§ **Task directions**
In the material, swap "drop" for "place" from the line with "Note to the class: locate the man's nose" up to and including the line with "<point>452,312</point>", and write out only those lines again with nothing else changed.

[Point labels for photos]

○ ○ ○ ○

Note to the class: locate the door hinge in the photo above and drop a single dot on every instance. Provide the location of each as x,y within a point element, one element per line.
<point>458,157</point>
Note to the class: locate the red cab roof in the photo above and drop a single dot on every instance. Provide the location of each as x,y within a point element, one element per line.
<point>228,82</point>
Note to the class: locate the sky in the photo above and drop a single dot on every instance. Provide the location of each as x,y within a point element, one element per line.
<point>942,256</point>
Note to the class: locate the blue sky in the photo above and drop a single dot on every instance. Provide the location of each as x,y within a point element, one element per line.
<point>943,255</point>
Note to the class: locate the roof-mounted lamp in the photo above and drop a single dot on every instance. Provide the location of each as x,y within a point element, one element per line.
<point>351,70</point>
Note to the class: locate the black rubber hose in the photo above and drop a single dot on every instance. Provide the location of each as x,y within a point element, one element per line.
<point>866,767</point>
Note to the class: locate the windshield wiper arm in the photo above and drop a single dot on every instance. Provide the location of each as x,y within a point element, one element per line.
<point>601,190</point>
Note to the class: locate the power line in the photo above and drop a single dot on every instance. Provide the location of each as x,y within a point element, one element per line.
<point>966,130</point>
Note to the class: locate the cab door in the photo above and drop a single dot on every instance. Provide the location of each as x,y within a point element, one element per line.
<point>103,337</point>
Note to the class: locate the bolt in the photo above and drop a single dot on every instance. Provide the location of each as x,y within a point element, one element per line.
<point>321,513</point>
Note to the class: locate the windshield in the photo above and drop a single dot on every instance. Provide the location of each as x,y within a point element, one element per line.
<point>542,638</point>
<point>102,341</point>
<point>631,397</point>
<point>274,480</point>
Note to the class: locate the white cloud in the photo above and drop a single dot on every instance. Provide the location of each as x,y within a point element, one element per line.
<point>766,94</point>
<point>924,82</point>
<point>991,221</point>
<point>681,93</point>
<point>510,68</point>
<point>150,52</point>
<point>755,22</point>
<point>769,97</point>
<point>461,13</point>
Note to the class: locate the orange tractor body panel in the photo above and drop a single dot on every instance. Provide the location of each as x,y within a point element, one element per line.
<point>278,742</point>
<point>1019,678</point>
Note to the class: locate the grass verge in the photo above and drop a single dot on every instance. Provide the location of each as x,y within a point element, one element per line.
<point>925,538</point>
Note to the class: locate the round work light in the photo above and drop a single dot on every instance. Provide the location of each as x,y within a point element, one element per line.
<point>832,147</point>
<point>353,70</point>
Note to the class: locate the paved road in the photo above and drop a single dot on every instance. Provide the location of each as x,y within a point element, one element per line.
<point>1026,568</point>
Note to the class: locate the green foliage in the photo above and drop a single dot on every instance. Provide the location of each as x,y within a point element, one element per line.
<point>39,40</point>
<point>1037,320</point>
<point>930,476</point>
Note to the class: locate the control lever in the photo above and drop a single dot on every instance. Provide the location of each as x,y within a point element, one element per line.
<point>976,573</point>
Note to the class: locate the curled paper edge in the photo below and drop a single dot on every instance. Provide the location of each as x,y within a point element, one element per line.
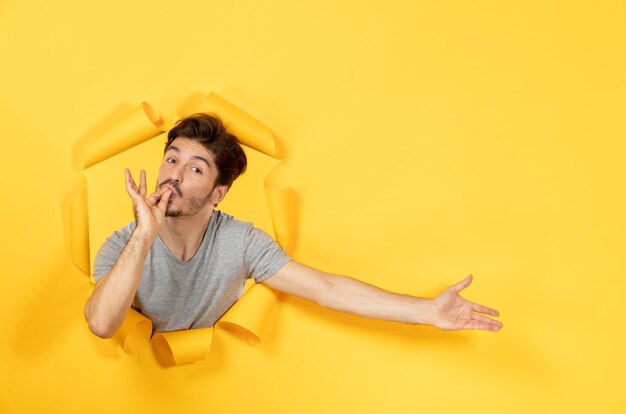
<point>135,330</point>
<point>138,125</point>
<point>250,131</point>
<point>283,205</point>
<point>248,317</point>
<point>182,347</point>
<point>78,228</point>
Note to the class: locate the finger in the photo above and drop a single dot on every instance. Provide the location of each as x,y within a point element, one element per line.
<point>483,309</point>
<point>154,197</point>
<point>462,284</point>
<point>487,320</point>
<point>484,326</point>
<point>164,199</point>
<point>142,184</point>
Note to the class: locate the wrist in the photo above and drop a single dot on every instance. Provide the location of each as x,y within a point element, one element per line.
<point>424,312</point>
<point>144,235</point>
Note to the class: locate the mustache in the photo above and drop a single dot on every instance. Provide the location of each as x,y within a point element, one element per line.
<point>172,184</point>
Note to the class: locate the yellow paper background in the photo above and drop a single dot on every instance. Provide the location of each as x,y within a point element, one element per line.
<point>425,141</point>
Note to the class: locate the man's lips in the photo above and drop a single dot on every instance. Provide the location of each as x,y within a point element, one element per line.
<point>175,190</point>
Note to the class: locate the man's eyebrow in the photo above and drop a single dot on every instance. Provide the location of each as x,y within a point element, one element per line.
<point>195,157</point>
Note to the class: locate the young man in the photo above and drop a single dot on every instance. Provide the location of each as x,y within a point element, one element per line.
<point>183,264</point>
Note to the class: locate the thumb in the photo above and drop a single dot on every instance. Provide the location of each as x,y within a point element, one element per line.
<point>162,205</point>
<point>462,284</point>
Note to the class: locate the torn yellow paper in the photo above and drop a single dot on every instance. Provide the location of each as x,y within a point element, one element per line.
<point>78,228</point>
<point>249,130</point>
<point>283,205</point>
<point>249,316</point>
<point>134,332</point>
<point>182,347</point>
<point>136,126</point>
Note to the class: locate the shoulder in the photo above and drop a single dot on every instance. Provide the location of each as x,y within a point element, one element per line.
<point>227,224</point>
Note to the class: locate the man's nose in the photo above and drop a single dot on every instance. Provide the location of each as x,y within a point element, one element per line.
<point>176,173</point>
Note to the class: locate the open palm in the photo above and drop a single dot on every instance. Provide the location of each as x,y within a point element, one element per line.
<point>452,312</point>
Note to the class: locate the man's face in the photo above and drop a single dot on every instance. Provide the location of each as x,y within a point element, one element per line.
<point>189,169</point>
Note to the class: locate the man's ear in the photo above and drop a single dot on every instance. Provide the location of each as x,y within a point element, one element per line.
<point>218,194</point>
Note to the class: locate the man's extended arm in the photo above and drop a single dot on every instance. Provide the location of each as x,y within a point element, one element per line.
<point>113,295</point>
<point>447,310</point>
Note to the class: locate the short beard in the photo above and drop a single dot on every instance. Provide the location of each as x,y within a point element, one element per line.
<point>195,204</point>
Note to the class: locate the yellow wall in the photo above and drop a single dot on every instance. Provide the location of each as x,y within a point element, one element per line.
<point>427,140</point>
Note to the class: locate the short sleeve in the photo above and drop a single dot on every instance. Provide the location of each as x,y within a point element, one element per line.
<point>263,255</point>
<point>110,251</point>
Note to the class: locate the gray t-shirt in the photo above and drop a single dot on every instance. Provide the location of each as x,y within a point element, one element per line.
<point>177,295</point>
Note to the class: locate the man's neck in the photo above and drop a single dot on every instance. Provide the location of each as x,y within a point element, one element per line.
<point>183,235</point>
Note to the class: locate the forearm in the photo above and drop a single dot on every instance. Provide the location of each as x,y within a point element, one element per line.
<point>353,296</point>
<point>113,295</point>
<point>349,295</point>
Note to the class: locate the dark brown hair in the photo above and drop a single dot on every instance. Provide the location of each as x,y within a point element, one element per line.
<point>209,131</point>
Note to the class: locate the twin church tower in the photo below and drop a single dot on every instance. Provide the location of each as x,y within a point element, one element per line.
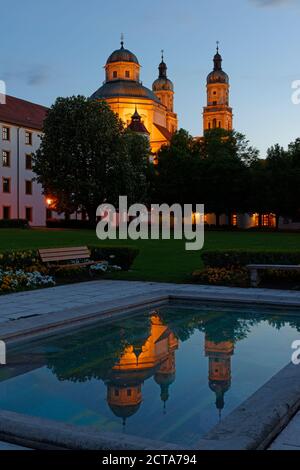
<point>151,112</point>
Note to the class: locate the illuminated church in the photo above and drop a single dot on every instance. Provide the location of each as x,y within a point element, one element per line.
<point>150,111</point>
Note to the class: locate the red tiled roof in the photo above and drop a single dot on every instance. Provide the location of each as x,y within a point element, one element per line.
<point>164,131</point>
<point>22,113</point>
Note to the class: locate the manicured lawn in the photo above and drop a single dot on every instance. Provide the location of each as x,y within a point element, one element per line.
<point>159,260</point>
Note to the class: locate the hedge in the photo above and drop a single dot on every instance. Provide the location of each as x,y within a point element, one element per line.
<point>229,258</point>
<point>14,223</point>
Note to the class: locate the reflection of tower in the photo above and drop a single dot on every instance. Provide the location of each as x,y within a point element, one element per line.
<point>219,368</point>
<point>156,356</point>
<point>217,112</point>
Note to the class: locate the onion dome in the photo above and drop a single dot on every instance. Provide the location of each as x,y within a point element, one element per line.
<point>126,88</point>
<point>122,55</point>
<point>162,82</point>
<point>217,75</point>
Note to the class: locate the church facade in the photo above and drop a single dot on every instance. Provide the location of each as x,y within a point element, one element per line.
<point>127,96</point>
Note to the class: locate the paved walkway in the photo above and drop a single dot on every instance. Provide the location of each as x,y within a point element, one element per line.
<point>289,438</point>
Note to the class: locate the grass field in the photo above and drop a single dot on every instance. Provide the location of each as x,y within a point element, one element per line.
<point>159,260</point>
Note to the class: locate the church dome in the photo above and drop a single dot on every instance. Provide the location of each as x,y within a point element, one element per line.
<point>217,76</point>
<point>122,55</point>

○ ○ ○ ○

§ **The completed task**
Note to the class: locate the man's nose in the photo above and place a single dot on every instance. Provide the location of each as x,y within a point element, one element per line.
<point>176,173</point>
Note to the class: locate the open palm in the photo above and place a single dot on every instance. Provide the location of each as x,y within a point element, one element per line.
<point>452,312</point>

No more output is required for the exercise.